* **Short task**
Extract all of the lines below word for word, and leave the pictures out of your answer.

[Detection annotation records]
begin
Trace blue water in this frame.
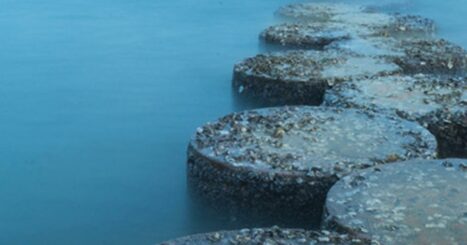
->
[0,0,467,245]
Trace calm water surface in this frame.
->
[0,0,467,244]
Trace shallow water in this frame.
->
[0,0,467,244]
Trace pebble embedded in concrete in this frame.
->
[277,3,436,38]
[160,227,370,245]
[325,74,467,157]
[394,39,467,76]
[188,106,436,227]
[260,23,350,49]
[233,49,401,105]
[325,159,467,245]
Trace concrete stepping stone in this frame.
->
[325,74,467,157]
[394,39,467,75]
[232,49,401,105]
[277,3,436,38]
[326,159,467,245]
[260,23,351,49]
[160,227,370,245]
[188,106,436,227]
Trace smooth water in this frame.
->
[0,0,467,245]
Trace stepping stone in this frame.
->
[325,75,467,157]
[276,3,365,22]
[233,49,400,105]
[160,227,370,245]
[277,3,436,38]
[394,39,467,75]
[188,106,436,227]
[260,23,350,49]
[374,14,436,38]
[326,159,467,244]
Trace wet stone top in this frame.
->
[234,49,400,84]
[191,106,436,176]
[260,23,350,49]
[395,39,467,75]
[277,3,436,37]
[325,74,467,120]
[277,3,364,22]
[161,227,370,245]
[326,159,467,244]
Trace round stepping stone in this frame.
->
[233,49,400,105]
[276,3,364,22]
[188,106,436,227]
[394,39,467,75]
[326,159,467,244]
[277,3,436,37]
[260,23,350,49]
[325,74,467,157]
[160,227,370,245]
[374,14,436,37]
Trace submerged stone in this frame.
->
[326,159,467,245]
[260,23,350,49]
[232,49,400,105]
[325,74,467,157]
[277,3,436,38]
[394,39,467,75]
[160,227,370,245]
[276,3,364,22]
[188,106,436,227]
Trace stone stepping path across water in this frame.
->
end
* **Output for this task**
Trace blue water in this frame.
->
[0,0,467,245]
Trace calm water surface in this frame.
->
[0,0,467,244]
Trace shallow water in this frame.
->
[0,0,467,244]
Trace pebble embedded in concrete in this frame.
->
[277,3,436,38]
[160,227,370,245]
[325,74,467,157]
[394,39,467,76]
[188,106,436,227]
[260,23,350,49]
[233,49,401,105]
[325,159,467,245]
Trace concrete stepping stone in this frame.
->
[325,74,467,157]
[394,39,467,75]
[232,49,401,105]
[277,3,436,38]
[326,159,467,245]
[260,23,351,49]
[160,227,370,245]
[188,106,436,227]
Trace smooth water in this frame.
->
[0,0,467,245]
Trace stepping stone in this frame.
->
[325,75,467,157]
[276,3,365,22]
[233,49,400,105]
[160,227,370,245]
[277,3,436,38]
[394,39,467,75]
[188,106,436,227]
[260,23,350,49]
[374,14,436,38]
[326,159,467,244]
Trace wet stone top in this frame.
->
[234,49,400,84]
[191,106,436,176]
[260,23,350,49]
[395,39,467,75]
[277,3,436,37]
[325,74,467,120]
[277,3,364,22]
[161,227,370,245]
[326,159,467,244]
Trace round stepping stone in this frame.
->
[233,49,400,105]
[276,3,364,22]
[188,106,436,227]
[394,39,467,75]
[326,159,467,244]
[277,3,436,37]
[260,23,350,49]
[325,74,467,157]
[160,227,370,245]
[374,14,436,37]
Trace submerged stone in this frame.
->
[326,159,467,245]
[260,23,350,49]
[232,49,400,105]
[325,74,467,157]
[277,3,436,38]
[394,39,467,75]
[160,227,370,245]
[276,3,364,22]
[188,106,436,227]
Trace stone stepping path across water in this frame.
->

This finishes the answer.